Data Modeling
Data Vault is the enterprise integration methodology that handles what Kimball was never designed for: dozens of source systems, frequent schema changes, and full auditability. Interviewers test whether you understand hubs, links, and satellites, and whether you know when Data Vault is the right choice vs overkill.
Data Vault questions appear at enterprise-scale companies and in roles that involve integrating data from many source systems. Even if your target company uses Kimball, knowing Data Vault as a contrast strengthens your modeling answers.
Data Vault is a data modeling methodology created by Dan Linstedt for building enterprise data warehouses that integrate data from many source systems. Unlike Kimball dimensional modeling (which optimizes for query performance and business user comprehension), Data Vault optimizes for agility, auditability, and resilience to change.
The model is built from three types of tables: hubs (business keys), links (relationships), and satellites (descriptive attributes). This decomposition means that when a source system changes its schema, adds new attributes, or is replaced entirely, the impact is isolated to specific satellites. Hubs and links remain stable because business keys and their relationships transcend any single source system.
In practice, Data Vault is used as the integration layer (sometimes called the "raw vault") of a multi-layer warehouse. Most teams build a "business vault" on top, which consists of Kimball-style star schemas materialized from the raw vault for BI consumption. This layered approach gives you the integration benefits of Data Vault and the query simplicity of Kimball, at the cost of more tables and more ETL jobs.
These three table types are the building blocks of every Data Vault model. Understanding what goes into each, and what does not, is the foundation of every Data Vault interview question.
Business keys, the anchor of the model
A hub table represents a core business concept: Customer, Product, Order, Account. Each hub contains exactly three types of columns: a hash key (surrogate key derived from the business key), the business key itself, a load timestamp, and a record source. Nothing else. No descriptive attributes, no foreign keys to other hubs. The hub is intentionally minimal because its job is to be the stable anchor that never changes, regardless of how source systems evolve.
Hubs are the most stable objects in a Data Vault model. Once a business key is loaded, the hub row never changes. This stability is what makes Data Vault resilient to source system changes. If a source system is replaced, the hub remains untouched because business keys (customer ID, product SKU) transcend any single system.
When explaining hubs, emphasize that they contain only the business key, not descriptive attributes. A common mistake is putting customer_name or product_category in the hub. Those belong in satellites. If you make this error in an interview, the interviewer will know your Data Vault understanding is superficial.
Relationships between business concepts
A link table captures a relationship between two or more hubs. An Order-Product link connects the Order hub to the Product hub, representing the fact that a specific order contained a specific product. Links contain hash keys of the participating hubs, a hash key for the link itself, a load timestamp, and a record source. Like hubs, links carry no descriptive attributes.

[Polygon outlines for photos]
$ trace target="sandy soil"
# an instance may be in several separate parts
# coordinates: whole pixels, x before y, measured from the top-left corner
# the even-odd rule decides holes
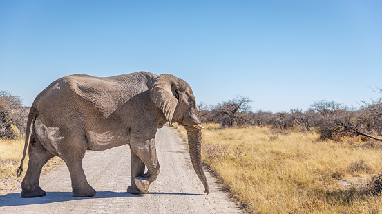
[[[161,172],[149,194],[126,192],[130,184],[128,145],[89,151],[82,161],[89,184],[97,191],[92,197],[72,196],[66,166],[42,175],[46,196],[21,198],[19,185],[0,195],[0,213],[240,213],[242,211],[207,172],[209,195],[191,165],[187,145],[168,126],[158,130],[157,152]]]

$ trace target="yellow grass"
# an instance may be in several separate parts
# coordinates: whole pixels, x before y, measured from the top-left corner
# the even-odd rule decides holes
[[[23,138],[20,138],[18,140],[0,139],[0,179],[10,175],[16,175],[23,156],[24,140]],[[27,149],[26,158],[23,162],[23,171],[21,178],[26,172],[28,162],[29,158]],[[42,173],[47,173],[54,167],[61,165],[63,161],[61,158],[54,157],[44,165]]]
[[[24,139],[0,139],[0,178],[16,175],[24,149]],[[28,153],[23,163],[25,170],[28,167]]]
[[[360,185],[382,171],[381,147],[318,142],[312,133],[203,126],[204,163],[248,213],[382,212],[382,197]]]

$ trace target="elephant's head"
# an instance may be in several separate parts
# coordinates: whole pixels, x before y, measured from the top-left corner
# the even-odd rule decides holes
[[[192,165],[204,186],[204,192],[208,194],[208,184],[202,166],[201,129],[203,127],[198,116],[191,88],[182,79],[171,74],[162,74],[157,78],[150,93],[151,99],[162,109],[170,125],[175,122],[186,128]]]

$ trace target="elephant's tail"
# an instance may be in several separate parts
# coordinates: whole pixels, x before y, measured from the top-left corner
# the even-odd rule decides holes
[[[17,177],[20,177],[21,173],[23,173],[23,162],[24,161],[25,156],[26,154],[26,149],[28,148],[28,144],[29,142],[29,134],[30,133],[30,127],[32,125],[32,122],[36,118],[36,116],[37,115],[37,111],[35,105],[32,105],[30,107],[30,110],[29,110],[29,114],[28,115],[28,120],[26,122],[26,131],[25,133],[25,145],[24,145],[24,152],[23,153],[23,158],[21,158],[21,162],[20,163],[20,167],[17,169]]]

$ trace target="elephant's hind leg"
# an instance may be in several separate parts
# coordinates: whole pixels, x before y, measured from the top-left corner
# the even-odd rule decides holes
[[[87,143],[84,138],[72,136],[68,138],[64,148],[61,148],[60,156],[66,164],[72,181],[72,193],[74,197],[92,197],[97,193],[88,183],[82,169],[82,158],[86,151]],[[82,139],[82,140],[79,140]]]
[[[35,136],[30,137],[29,144],[29,163],[21,183],[21,197],[37,197],[46,195],[39,185],[42,167],[55,156],[48,151]]]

■ **Directions**
1. Repeat the stretch of the Data Vault text from "In practice, Data" through "more ETL jobs." word for word.
2. Carry on with the Data Vault text from the point where it stops.
These rows were taken from a separate source.

■ **Expected outputs**
1.
In practice, Data Vault is used as the integration layer (sometimes called the "raw vault") of a multi-layer warehouse. Most teams build a "business vault" on top, which consists of Kimball-style star schemas materialized from the raw vault for BI consumption. This layered approach gives you the integration benefits of Data Vault and the query simplicity of Kimball, at the cost of more tables and more ETL jobs.

2.
Links model relationships as many-to-many by default. This is a deliberate design choice. In traditional dimensional modeling, you must decide upfront whether a relationship is one-to-many or many-to-many. In Data Vault, every relationship is modeled as many-to-many, which means you never have to restructure when a business rule changes (for example, when a product that was previously in one category can now be in multiple).
Interviewers test whether you understand that links are always many-to-many. If asked 'how does Data Vault handle a one-to-many relationship,' the answer is: the same way it handles many-to-many. The link table structure does not change. Cardinality is enforced by the data, not the schema.
Descriptive attributes with full history
Satellites store all descriptive attributes and their history. A Customer satellite contains name, email, address, phone, and any other attributes. Each change creates a new row with a load timestamp, preserving full history automatically. Satellites attach to either a hub or a link. A hub can have multiple satellites, often split by source system or rate of change.
Satellites are where all the descriptive richness lives, and where Data Vault gets its auditability. Because every change is a new row with a timestamp and source reference, you have a complete, immutable audit trail. You can answer 'what did system X say about customer Y on date Z?' without any special SCD machinery. History tracking is built into the structure.
Two things to get right about satellites: (1) They attach to a single parent (one hub or one link), never to multiple parents. (2) Splitting satellites by source system or by rate of change is a key design decision. Attributes that change daily (like a customer's session count) should not be in the same satellite as attributes that change yearly (like their address), because each change to either group would create a new row for both.
Data Vault 2.0 introduced four practical improvements that made the methodology viable for modern distributed data platforms. These are worth knowing for interviews because they address the most common criticisms of the original approach.
Data Vault 2.0 replaces sequence-based surrogate keys with deterministic hash keys (typically MD5 or SHA-1 of the business key). This enables parallel loading: multiple pipelines can compute the same hash independently without coordinating on a sequence generator. Hash keys also make it possible to load hubs, links, and satellites in any order, because the foreign key values are deterministic.
Hash keys eliminate the sequence bottleneck that made Data Vault 1.0 difficult to scale. In a distributed processing environment (Spark, Snowflake), this is essential. The trade-off is that hash collisions are theoretically possible, though vanishingly rare with MD5 on business keys of reasonable length.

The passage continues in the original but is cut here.